▶ _Text block_

— Begin —

2935. Maximum Strong Pair XOR II

HardBit ManipulationTrieArrayHash TableSliding Window
Leetcode Link

Problem Description

In this problem, you have an array of integers, nums, with a 0-based index. Your task is to find out a pair of integers (x, y) from the array that forms a strong pair and has the maximum bitwise XOR value among all possible strong pairs. A strong pair is defined by a pair (x, y) where the absolute difference between the two numbers is less than or equal to the smaller of the two numbers. In other words, if x ≤ y, then y - x ≤ x. Additionally, you are allowed to select the same integer twice to form a pair if needed.

Intuition

The key point to the problem is the condition for a strong pair: |x - y| ≤ min(x, y). If we assume x ≤ y, which we can do without loss of generality, this simplifies to y - x ≤ x, or further to y ≤ 2x. This insight is the starting point for our solution: if we sort nums in ascending order, then for any given y we know that x must be in the range [y / 2, y] if (x, y) is to be a strong pair.

With the array sorted, we can iterate over it as potential y values for our strong pairs. As we consider each y, we maintain a 'window' of x values that are within the range [y / 2, y]. To quickly find the x that will maximize y XOR x, we can use a binary trie, also known as a prefix tree. Each node in the trie represents a bit position in the binary representation of numbers. As we add numbers to the trie, we increment a count at each node to know how many numbers have a particular bit set or unset.

As we iterate over potential y values, we insert y into the trie and then remove the leftmost (smallest) x values that no longer fall within the strong pair range relative to the current y. We can do this effectively by comparing the smallest x in the window with y / 2 and removing it if it's too small. After this, we query the trie for the maximum XOR value using the current y, which computes the maximum XOR by trying to pick the opposite bit at each level of the trie, and update our answer for the maximum XOR value seen so far.

By carefully maintaining our window and the trie, we ensure we only consider valid (x, y) pairs and can find the maximum XOR in O(1) time for each y we consider. This process ultimately provides us with the maximum XOR value for a strong pair in the array.

Learn more about Trie and Sliding Window patterns.

Solution Approach

The solution approach for maximizing the XOR of a strong pair involves sorting, binary trie, and a two-pointer technique. The implementation is done in the following way based on the given reference solution approach:

  1. Sorting: To manage the x values efficiently and enforce the strong pair relationship y ≤ 2x, we start by sorting the nums array. This sorting makes it easy to iterate over potential y values and maintain the ‘window’ of x values within the specified range.

— End —

▶ _Information shown_
— Begin —

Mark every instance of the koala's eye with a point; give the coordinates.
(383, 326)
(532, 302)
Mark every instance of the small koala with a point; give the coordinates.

— End —

▶ _Given request A_
Write out the strong pair XOR text between "HardBit ManipulationTrieArrayHash TableSliding" and "pair if needed.", inclusive.
▶ _Given request B_
According to the strong pair XOR text, why is the nums array sorted before anything else is done?
Work only from the strong pair XOR text; the data plays no part.

▶ _Exercise response A_
HardBit ManipulationTrieArrayHash TableSliding Window
Leetcode Link

Problem Description

In this problem, you have an array of integers, nums, with a 0-based index. Your task is to find out a pair of integers (x, y) from the array that forms a strong pair and has the maximum bitwise XOR value among all possible strong pairs. A strong pair is defined by a pair (x, y) where the absolute difference between the two numbers is less than or equal to the smaller of the two numbers. In other words, if x ≤ y, then y - x ≤ x. Additionally, you are allowed to select the same integer twice to form a pair if needed.

▶ _Exercise response B_
Sorting enforces the strong pair relationship y ≤ 2x efficiently. With nums in ascending order, the array can be iterated over as potential y values while a 'window' of x values within the range [y / 2, y] is maintained.